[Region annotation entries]

** begin **

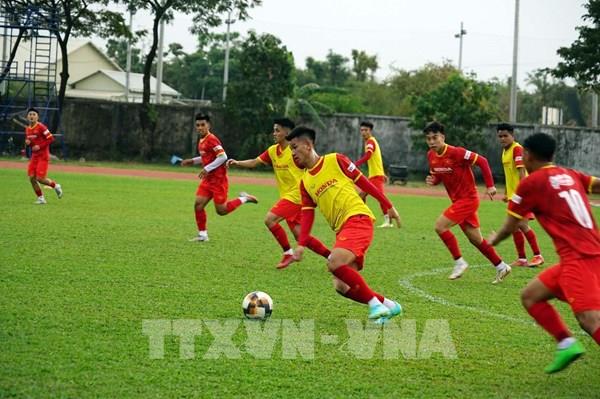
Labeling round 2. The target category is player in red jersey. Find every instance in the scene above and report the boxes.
[286,126,402,323]
[423,122,511,284]
[181,114,258,242]
[25,108,63,205]
[227,118,331,269]
[490,133,600,373]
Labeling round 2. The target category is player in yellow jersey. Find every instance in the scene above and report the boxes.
[287,127,402,323]
[496,123,544,267]
[354,121,394,227]
[227,118,330,269]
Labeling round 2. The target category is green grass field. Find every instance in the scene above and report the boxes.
[0,169,600,398]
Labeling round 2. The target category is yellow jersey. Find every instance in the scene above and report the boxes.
[502,141,527,199]
[365,136,385,177]
[257,144,304,204]
[300,153,375,233]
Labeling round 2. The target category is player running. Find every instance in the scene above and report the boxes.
[286,127,402,323]
[490,133,600,373]
[496,123,544,267]
[227,118,331,269]
[25,108,63,205]
[354,121,394,227]
[423,122,511,284]
[181,114,258,242]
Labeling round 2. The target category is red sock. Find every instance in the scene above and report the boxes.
[477,239,502,266]
[592,328,600,345]
[225,198,242,214]
[269,224,290,251]
[196,209,206,231]
[438,230,462,259]
[525,229,540,255]
[513,230,527,259]
[527,301,572,342]
[306,236,331,258]
[333,265,375,303]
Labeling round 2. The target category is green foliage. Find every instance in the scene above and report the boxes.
[552,0,600,92]
[226,31,294,157]
[0,165,600,398]
[411,73,497,150]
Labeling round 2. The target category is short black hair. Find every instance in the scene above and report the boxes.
[285,126,317,144]
[523,133,556,162]
[423,121,446,135]
[496,123,515,134]
[273,118,296,129]
[360,121,373,130]
[196,114,210,122]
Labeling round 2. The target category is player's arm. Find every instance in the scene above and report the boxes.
[294,181,317,260]
[354,140,375,167]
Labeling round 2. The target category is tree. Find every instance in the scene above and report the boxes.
[551,0,600,92]
[121,0,261,158]
[3,0,131,131]
[411,73,497,150]
[226,31,294,156]
[352,50,379,82]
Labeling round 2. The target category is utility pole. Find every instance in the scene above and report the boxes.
[508,0,519,123]
[156,1,165,104]
[454,22,467,72]
[125,8,133,102]
[223,9,234,104]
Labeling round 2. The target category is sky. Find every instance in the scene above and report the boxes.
[108,0,585,87]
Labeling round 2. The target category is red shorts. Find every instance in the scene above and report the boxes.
[27,156,49,178]
[196,179,229,204]
[444,199,479,228]
[538,256,600,313]
[271,199,302,229]
[333,215,373,270]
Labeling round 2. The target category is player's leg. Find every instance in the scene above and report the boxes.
[434,214,469,280]
[521,265,584,373]
[519,220,544,267]
[190,180,212,242]
[460,225,511,284]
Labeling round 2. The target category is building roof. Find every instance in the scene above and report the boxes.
[71,69,180,97]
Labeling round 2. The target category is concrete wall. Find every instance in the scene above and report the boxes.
[56,99,600,176]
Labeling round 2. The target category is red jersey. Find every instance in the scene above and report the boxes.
[508,165,600,262]
[198,133,227,181]
[427,144,486,202]
[25,122,54,158]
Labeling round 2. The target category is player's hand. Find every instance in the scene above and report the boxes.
[293,245,304,262]
[388,207,402,228]
[225,159,237,167]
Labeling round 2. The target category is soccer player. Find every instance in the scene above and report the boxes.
[423,122,511,284]
[227,118,331,269]
[286,127,402,323]
[354,121,394,227]
[181,114,258,242]
[496,123,544,267]
[25,108,63,205]
[490,133,600,373]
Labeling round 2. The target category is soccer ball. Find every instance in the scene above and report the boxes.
[242,291,273,320]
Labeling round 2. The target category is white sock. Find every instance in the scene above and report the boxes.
[383,298,396,309]
[557,337,575,349]
[369,296,381,307]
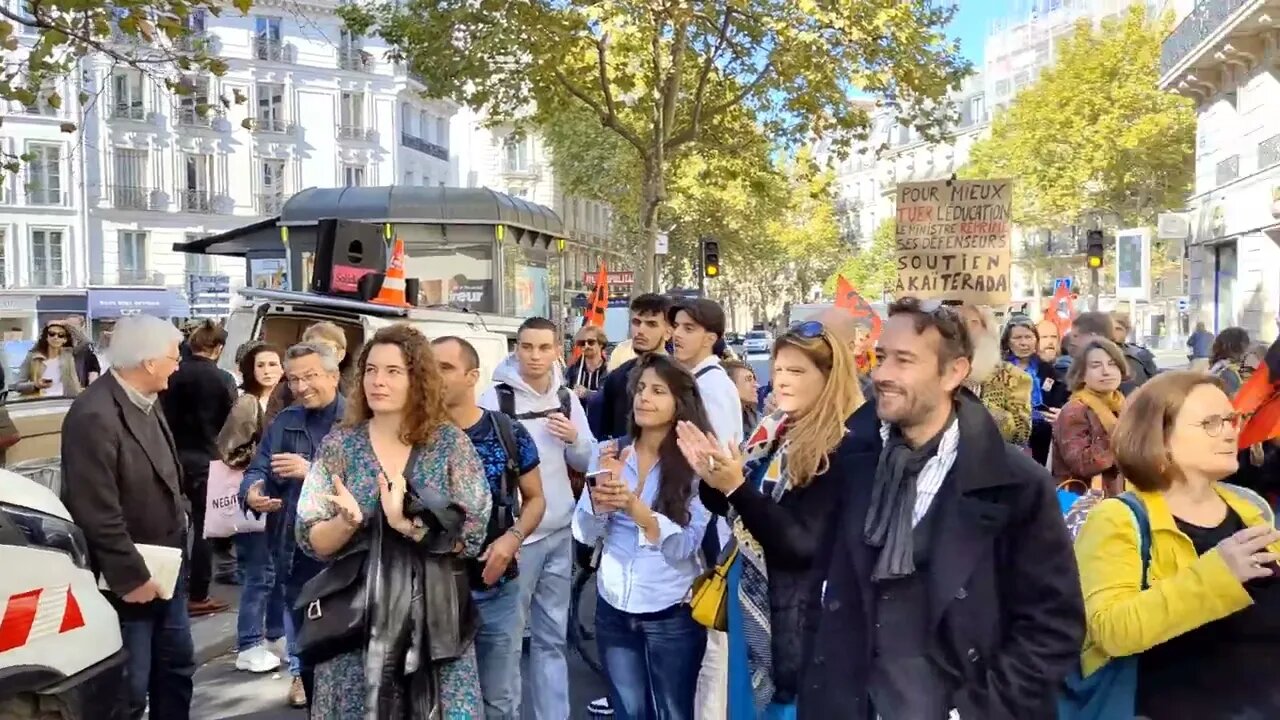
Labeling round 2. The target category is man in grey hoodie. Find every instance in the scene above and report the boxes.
[480,318,595,720]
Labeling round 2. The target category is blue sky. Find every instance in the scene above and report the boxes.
[947,0,1011,68]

** end **

# Problem statement
Reproduce all of the material above verbatim, leaving out the pictures.

# Output for this exercise
Labeling round 2. The target category is player in red jersey. Find every instance in the scene above and report the boxes.
[286,126,402,323]
[423,122,511,284]
[181,114,258,242]
[25,108,63,205]
[227,118,331,269]
[490,133,600,373]
Labeling round 2. The target category is player in yellow jersey. Find every instance in the scene above and report the boxes.
[287,127,402,323]
[496,123,544,267]
[354,121,394,227]
[227,118,330,269]
Labeling round 2. The target category is green grass field. Find every instance in the scene above and report the boxes.
[0,169,600,398]
Labeling round 2. The target category is yellow jersey. Find every instance in the scene above and report the boxes.
[502,141,527,199]
[365,136,385,177]
[257,144,304,204]
[300,153,375,233]
Labeling round 2. The target category is player running. Find every instance in the scene above and report the boxes.
[286,127,402,323]
[490,133,600,373]
[496,123,544,267]
[227,118,331,269]
[25,108,63,205]
[354,121,394,227]
[423,122,511,284]
[181,114,258,242]
Labeling round 2. The target category is red sock. Find every instance in the scene above and report the boxes.
[477,239,502,266]
[592,328,600,345]
[225,198,242,214]
[269,224,290,251]
[196,209,206,231]
[438,230,462,259]
[525,229,540,255]
[513,230,527,259]
[527,301,572,342]
[306,236,331,258]
[333,265,375,303]
Labeling round 2. The target category is green foliage. Find every instance in the scene above and report the boxes.
[552,0,600,92]
[226,31,294,157]
[0,165,600,398]
[411,73,497,150]
Labeling round 2. The target category is short black hair. Find every instance in the scene above and report the boxes.
[285,126,317,144]
[523,133,556,162]
[423,121,446,135]
[496,123,515,134]
[273,118,296,129]
[360,121,373,130]
[196,114,210,122]
Labeling round 2. The target category is player's arm. Find every instance in the scene above and report the boxes.
[294,181,317,260]
[354,140,375,167]
Labeling round 2. The target category is tree. Find every instance in the scene above and report the boxes.
[551,0,600,92]
[121,0,261,158]
[3,0,131,131]
[411,73,497,150]
[226,31,294,156]
[352,50,379,82]
Labeling round 2. The target category is utility pole. Find every instance in the scene above and report the boxes.
[508,0,519,123]
[156,1,165,104]
[454,22,467,72]
[125,8,133,102]
[223,9,234,104]
Labeling round 2. The target category is sky. Find every instance in the scene above and report the boxes.
[108,0,585,87]
Labeling round 2. The target category is red shorts. Find every instance in the scene above and report the boxes.
[27,156,49,178]
[196,179,229,204]
[444,199,479,228]
[538,256,600,313]
[271,199,302,229]
[333,215,373,270]
Labeling round 2. The target category is player's leg. Find every instance in the scene above and report the boxes.
[434,214,469,280]
[521,265,584,373]
[519,220,544,267]
[190,180,212,242]
[460,225,511,284]
Labeling round 2. The target category is building roof. Find every instance in the scene above and report the boxes.
[71,69,180,97]
Labeling round 2. The target category is concrete wall. Find every instance in the scene above and report the boxes.
[56,99,600,176]
Labeling round 2. The target category is red jersey. Find every instance in the scene above and report the boxes.
[508,165,600,262]
[198,133,227,181]
[427,144,486,202]
[25,122,54,158]
Labeling round 2. The target category is player's hand. Find every instance in the scene above and report the boxes.
[293,245,304,262]
[388,207,402,228]
[225,159,237,167]
Labeling round 2. The target category is soccer player. Find every instance in the scene above and report the boxes.
[423,122,511,284]
[227,118,331,269]
[286,127,402,323]
[354,121,394,227]
[181,114,258,242]
[496,123,544,267]
[25,108,63,205]
[490,133,600,373]
Labeling round 2. The target category is soccer ball. Find every instance in the scene above and report the boxes.
[242,291,273,320]
Labeling round 2. The target category is white sock. Find every instance in the scene above and report the boxes.
[383,298,396,309]
[557,337,575,349]
[369,296,381,307]
Labeling round 2. The target category is man in grey hoodie. Find every instance in the scene above and report the boxes.
[480,318,595,720]
Labeling round 2. The target category is blue sky. Find every instance in the scene above and report the boxes.
[947,0,1011,68]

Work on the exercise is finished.